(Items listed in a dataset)
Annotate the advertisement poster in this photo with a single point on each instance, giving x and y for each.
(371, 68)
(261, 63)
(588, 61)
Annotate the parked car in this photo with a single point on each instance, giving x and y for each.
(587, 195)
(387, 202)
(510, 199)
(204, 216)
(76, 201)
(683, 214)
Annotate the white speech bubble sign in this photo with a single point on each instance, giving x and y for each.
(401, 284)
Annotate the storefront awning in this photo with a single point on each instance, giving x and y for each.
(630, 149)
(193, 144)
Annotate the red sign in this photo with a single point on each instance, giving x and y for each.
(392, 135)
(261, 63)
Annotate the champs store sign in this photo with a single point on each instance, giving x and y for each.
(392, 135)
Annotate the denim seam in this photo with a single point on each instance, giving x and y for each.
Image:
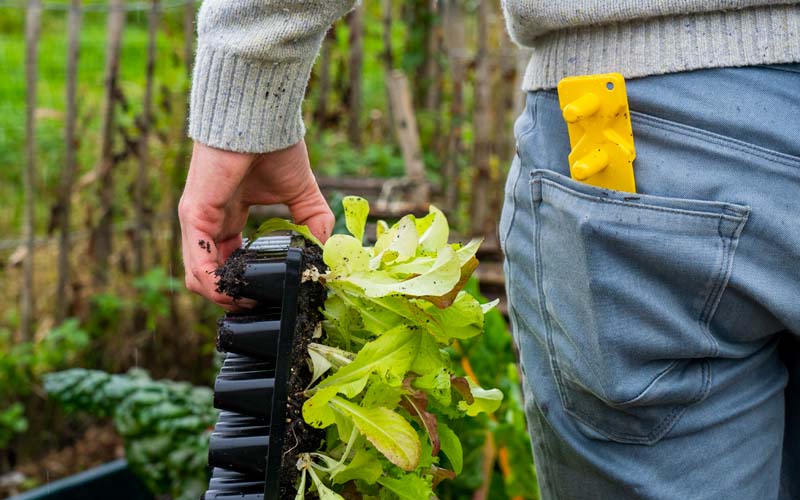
(535, 202)
(657, 123)
(646, 119)
(641, 206)
(674, 414)
(532, 114)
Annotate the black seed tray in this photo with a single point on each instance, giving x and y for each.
(251, 388)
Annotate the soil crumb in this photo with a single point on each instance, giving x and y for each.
(230, 276)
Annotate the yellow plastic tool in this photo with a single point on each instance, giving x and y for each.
(595, 108)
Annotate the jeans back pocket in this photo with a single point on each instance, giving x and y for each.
(629, 284)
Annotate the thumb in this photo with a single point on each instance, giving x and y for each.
(311, 209)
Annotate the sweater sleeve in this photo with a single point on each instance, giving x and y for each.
(253, 62)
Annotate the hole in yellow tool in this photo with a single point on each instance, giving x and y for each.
(595, 108)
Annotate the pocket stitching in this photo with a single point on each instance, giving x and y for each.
(714, 295)
(658, 431)
(656, 122)
(647, 120)
(641, 206)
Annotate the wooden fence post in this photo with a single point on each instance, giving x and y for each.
(405, 126)
(182, 158)
(33, 19)
(455, 44)
(480, 213)
(101, 244)
(355, 21)
(70, 164)
(140, 191)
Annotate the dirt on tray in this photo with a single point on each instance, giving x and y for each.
(230, 276)
(300, 437)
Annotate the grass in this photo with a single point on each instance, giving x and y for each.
(50, 98)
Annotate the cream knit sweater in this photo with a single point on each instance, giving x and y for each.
(254, 57)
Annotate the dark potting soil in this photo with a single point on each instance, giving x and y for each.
(230, 276)
(300, 437)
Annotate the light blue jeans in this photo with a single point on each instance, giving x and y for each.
(659, 331)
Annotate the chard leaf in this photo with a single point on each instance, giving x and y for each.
(356, 210)
(364, 466)
(483, 400)
(451, 446)
(390, 433)
(390, 356)
(408, 487)
(437, 282)
(344, 255)
(275, 224)
(316, 411)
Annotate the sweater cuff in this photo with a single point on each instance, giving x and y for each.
(246, 105)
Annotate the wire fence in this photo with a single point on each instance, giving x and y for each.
(101, 7)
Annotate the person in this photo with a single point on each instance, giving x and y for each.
(657, 331)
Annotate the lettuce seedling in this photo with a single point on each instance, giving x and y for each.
(385, 389)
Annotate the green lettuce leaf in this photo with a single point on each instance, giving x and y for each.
(484, 400)
(451, 446)
(409, 487)
(364, 466)
(390, 356)
(275, 224)
(356, 210)
(344, 255)
(389, 432)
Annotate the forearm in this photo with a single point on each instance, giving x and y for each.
(254, 58)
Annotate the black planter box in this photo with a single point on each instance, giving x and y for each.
(112, 480)
(251, 389)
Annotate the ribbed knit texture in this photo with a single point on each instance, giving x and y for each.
(253, 62)
(254, 57)
(668, 44)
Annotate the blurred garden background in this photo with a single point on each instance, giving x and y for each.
(93, 100)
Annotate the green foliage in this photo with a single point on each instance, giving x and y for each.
(23, 364)
(492, 359)
(391, 394)
(332, 155)
(152, 294)
(12, 421)
(165, 424)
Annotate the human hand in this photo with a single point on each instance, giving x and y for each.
(220, 189)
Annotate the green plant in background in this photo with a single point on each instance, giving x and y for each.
(391, 397)
(490, 359)
(153, 290)
(165, 424)
(12, 421)
(24, 363)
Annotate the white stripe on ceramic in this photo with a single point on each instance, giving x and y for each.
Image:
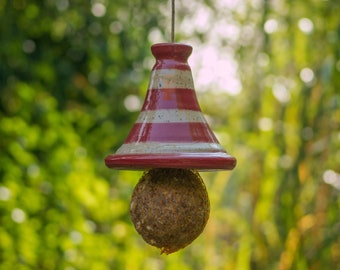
(171, 116)
(168, 148)
(171, 78)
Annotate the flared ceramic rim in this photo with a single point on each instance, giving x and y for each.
(199, 161)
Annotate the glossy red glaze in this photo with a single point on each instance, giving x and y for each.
(202, 149)
(182, 99)
(171, 56)
(171, 132)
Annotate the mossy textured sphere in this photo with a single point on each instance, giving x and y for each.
(170, 208)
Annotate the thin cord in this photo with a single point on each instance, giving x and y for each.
(172, 21)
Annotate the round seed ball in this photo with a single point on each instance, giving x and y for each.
(170, 208)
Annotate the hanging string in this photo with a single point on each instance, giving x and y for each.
(172, 21)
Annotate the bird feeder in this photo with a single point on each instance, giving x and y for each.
(170, 140)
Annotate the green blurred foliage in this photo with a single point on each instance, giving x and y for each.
(66, 68)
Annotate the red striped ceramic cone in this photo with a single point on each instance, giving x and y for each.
(171, 131)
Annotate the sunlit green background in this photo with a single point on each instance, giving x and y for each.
(72, 76)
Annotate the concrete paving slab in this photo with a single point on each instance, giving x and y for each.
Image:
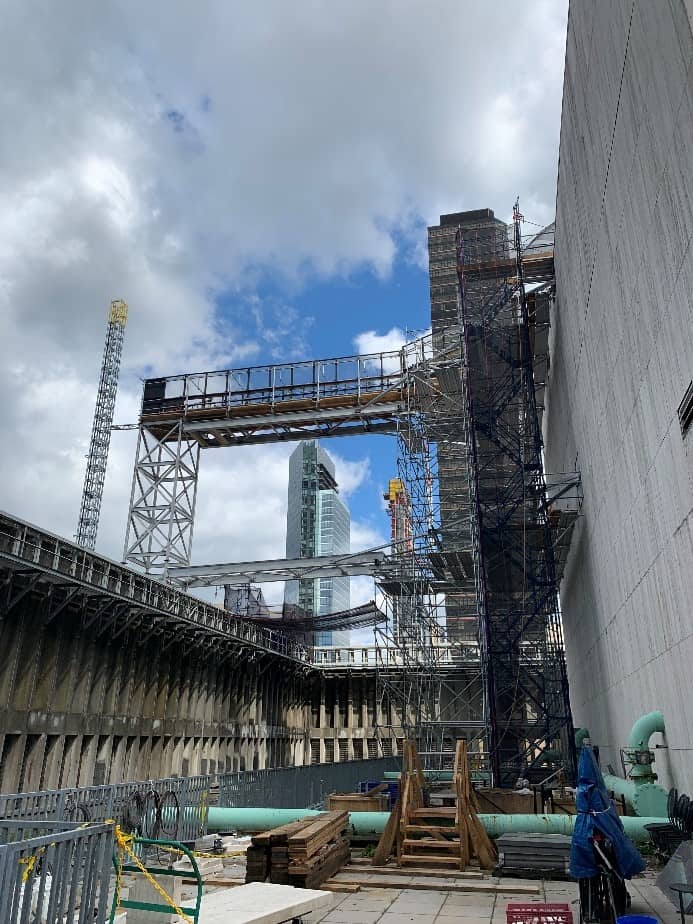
(343, 915)
(403, 918)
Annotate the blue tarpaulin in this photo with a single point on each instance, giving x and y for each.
(596, 811)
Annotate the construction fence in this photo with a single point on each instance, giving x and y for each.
(54, 871)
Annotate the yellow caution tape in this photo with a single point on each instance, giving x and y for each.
(125, 841)
(30, 862)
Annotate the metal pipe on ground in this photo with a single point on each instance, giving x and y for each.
(365, 824)
(640, 791)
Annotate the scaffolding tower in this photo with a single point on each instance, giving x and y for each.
(520, 632)
(430, 676)
(97, 459)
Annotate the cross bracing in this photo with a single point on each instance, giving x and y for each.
(97, 458)
(437, 652)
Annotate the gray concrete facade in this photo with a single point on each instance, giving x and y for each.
(621, 361)
(77, 710)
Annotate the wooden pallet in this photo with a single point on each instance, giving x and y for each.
(435, 837)
(302, 853)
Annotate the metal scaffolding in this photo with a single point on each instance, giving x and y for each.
(429, 671)
(97, 460)
(529, 719)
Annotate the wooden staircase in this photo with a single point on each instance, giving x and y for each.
(437, 838)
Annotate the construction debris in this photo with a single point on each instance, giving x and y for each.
(438, 838)
(303, 853)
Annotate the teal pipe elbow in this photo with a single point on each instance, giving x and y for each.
(372, 824)
(643, 729)
(639, 740)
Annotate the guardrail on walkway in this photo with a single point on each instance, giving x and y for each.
(283, 787)
(298, 787)
(117, 800)
(52, 871)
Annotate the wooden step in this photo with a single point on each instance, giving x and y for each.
(423, 860)
(431, 844)
(439, 812)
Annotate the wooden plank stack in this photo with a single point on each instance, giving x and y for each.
(303, 853)
(435, 838)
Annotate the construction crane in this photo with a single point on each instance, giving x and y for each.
(97, 458)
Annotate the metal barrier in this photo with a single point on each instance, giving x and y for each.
(298, 787)
(53, 871)
(99, 803)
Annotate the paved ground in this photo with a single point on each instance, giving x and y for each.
(411, 906)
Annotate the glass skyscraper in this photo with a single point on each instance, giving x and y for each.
(317, 523)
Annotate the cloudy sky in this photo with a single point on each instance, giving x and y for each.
(255, 180)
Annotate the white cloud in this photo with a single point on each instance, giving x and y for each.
(364, 536)
(371, 342)
(172, 155)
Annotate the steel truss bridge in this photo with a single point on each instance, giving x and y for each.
(466, 409)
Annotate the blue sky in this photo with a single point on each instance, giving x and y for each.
(255, 180)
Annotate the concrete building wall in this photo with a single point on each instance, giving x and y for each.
(621, 361)
(76, 709)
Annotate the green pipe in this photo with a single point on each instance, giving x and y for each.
(367, 824)
(580, 735)
(639, 740)
(440, 776)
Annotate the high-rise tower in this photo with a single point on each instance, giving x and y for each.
(483, 233)
(317, 523)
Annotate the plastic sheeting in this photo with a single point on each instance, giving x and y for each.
(596, 811)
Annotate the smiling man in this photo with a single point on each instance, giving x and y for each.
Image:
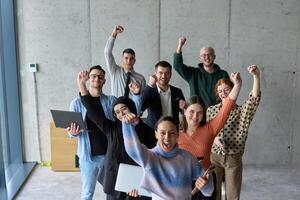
(201, 79)
(159, 97)
(121, 76)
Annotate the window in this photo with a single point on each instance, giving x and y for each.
(13, 171)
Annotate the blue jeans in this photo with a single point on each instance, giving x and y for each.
(89, 173)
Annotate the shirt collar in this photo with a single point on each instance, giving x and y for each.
(161, 91)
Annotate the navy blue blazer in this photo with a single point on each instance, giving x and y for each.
(150, 100)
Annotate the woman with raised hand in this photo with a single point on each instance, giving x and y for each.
(197, 135)
(228, 148)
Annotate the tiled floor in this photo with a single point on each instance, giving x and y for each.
(259, 183)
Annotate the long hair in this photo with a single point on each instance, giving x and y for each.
(193, 100)
(117, 133)
(221, 81)
(168, 119)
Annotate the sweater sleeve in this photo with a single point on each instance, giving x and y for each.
(75, 108)
(96, 114)
(183, 70)
(219, 121)
(109, 58)
(137, 151)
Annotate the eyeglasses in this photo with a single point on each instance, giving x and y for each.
(94, 76)
(225, 90)
(121, 110)
(206, 55)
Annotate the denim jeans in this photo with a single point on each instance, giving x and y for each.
(89, 173)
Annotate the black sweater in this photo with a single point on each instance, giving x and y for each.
(116, 152)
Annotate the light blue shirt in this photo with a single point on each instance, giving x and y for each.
(84, 147)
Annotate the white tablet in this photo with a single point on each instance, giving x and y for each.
(130, 177)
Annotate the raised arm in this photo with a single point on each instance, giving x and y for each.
(109, 58)
(253, 69)
(181, 42)
(219, 121)
(237, 81)
(183, 70)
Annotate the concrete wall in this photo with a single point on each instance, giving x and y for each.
(65, 36)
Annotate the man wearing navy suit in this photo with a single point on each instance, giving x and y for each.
(160, 98)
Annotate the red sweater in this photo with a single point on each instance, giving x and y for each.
(199, 144)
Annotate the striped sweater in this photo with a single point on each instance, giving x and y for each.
(167, 175)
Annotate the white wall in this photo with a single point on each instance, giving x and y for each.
(65, 36)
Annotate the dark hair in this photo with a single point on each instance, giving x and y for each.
(221, 81)
(193, 100)
(166, 118)
(98, 67)
(126, 101)
(163, 64)
(118, 139)
(128, 50)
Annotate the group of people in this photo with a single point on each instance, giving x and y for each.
(179, 140)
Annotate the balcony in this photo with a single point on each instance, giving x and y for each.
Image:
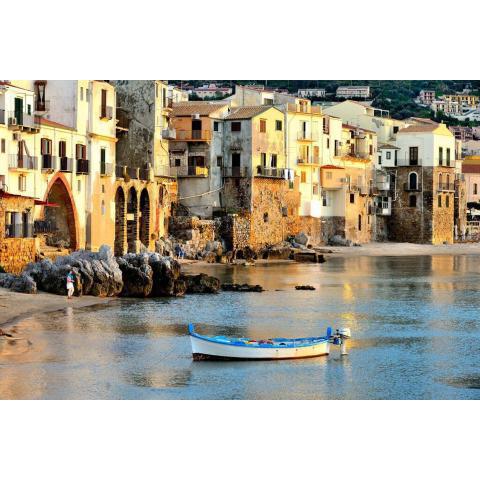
(66, 164)
(162, 171)
(446, 187)
(82, 166)
(169, 134)
(22, 163)
(306, 137)
(106, 169)
(106, 112)
(189, 171)
(22, 121)
(194, 135)
(411, 188)
(270, 172)
(236, 172)
(42, 107)
(49, 163)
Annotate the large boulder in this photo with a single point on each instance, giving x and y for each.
(201, 283)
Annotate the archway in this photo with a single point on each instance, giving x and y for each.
(63, 216)
(132, 220)
(144, 217)
(120, 222)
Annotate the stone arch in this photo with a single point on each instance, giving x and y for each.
(413, 180)
(132, 219)
(120, 222)
(145, 217)
(64, 215)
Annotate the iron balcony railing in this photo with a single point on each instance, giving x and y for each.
(19, 230)
(66, 164)
(270, 172)
(132, 172)
(236, 172)
(82, 166)
(24, 162)
(446, 187)
(49, 162)
(190, 171)
(194, 135)
(106, 169)
(412, 188)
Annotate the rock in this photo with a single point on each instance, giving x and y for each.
(339, 241)
(304, 287)
(24, 283)
(237, 287)
(302, 238)
(201, 283)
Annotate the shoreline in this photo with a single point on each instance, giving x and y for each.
(16, 306)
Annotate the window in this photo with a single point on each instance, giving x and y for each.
(22, 182)
(412, 181)
(62, 148)
(80, 152)
(413, 155)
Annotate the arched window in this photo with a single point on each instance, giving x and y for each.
(413, 181)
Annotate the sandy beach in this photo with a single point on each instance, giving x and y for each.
(14, 306)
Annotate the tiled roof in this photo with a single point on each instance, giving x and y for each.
(247, 112)
(185, 109)
(51, 123)
(387, 146)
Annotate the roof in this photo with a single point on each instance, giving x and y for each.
(353, 127)
(242, 113)
(186, 109)
(51, 123)
(387, 146)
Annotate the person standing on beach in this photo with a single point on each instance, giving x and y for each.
(70, 287)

▶ _What you have to do_:
From the line holding "Annotate the arched" to the last line of the records, quote each line exactly and add nothing.

▶ _Response for this exercise_:
Annotate the arched window in this photo with a single point on each instance, giving x and y for each.
(413, 181)
Annotate the sandy beach in this photo with a single point on each instance, giving x and y for each.
(14, 306)
Annotate the tiled roof in this photo with a single point on each instance, giving x and y for each.
(247, 112)
(185, 109)
(51, 123)
(387, 146)
Annotate the roof in this photo with a single point on each instance, giving x and y for each.
(353, 127)
(242, 113)
(186, 109)
(51, 123)
(387, 146)
Annotate the person standing on beach in this photo with a single point on each instance, giving x and y for each.
(70, 287)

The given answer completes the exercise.